**TO DO**
What is needed is an exact copy of the records below, minus any pictures.

Stored items
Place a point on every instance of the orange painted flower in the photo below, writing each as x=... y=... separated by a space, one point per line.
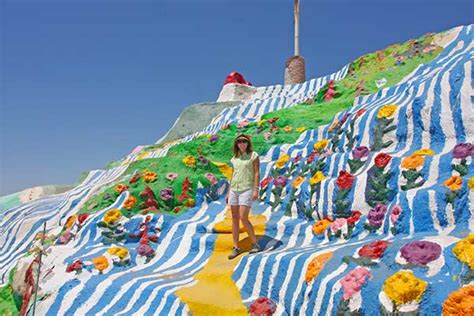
x=130 y=202
x=454 y=183
x=297 y=182
x=149 y=176
x=412 y=162
x=121 y=187
x=101 y=263
x=316 y=265
x=320 y=226
x=460 y=302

**ANSWER BELOW**
Place a point on every instance of the orange painted flower in the photo below, writing each as x=... y=... separated by a space, one point per line.
x=130 y=202
x=454 y=183
x=297 y=182
x=149 y=176
x=412 y=162
x=121 y=187
x=101 y=263
x=316 y=265
x=320 y=226
x=460 y=302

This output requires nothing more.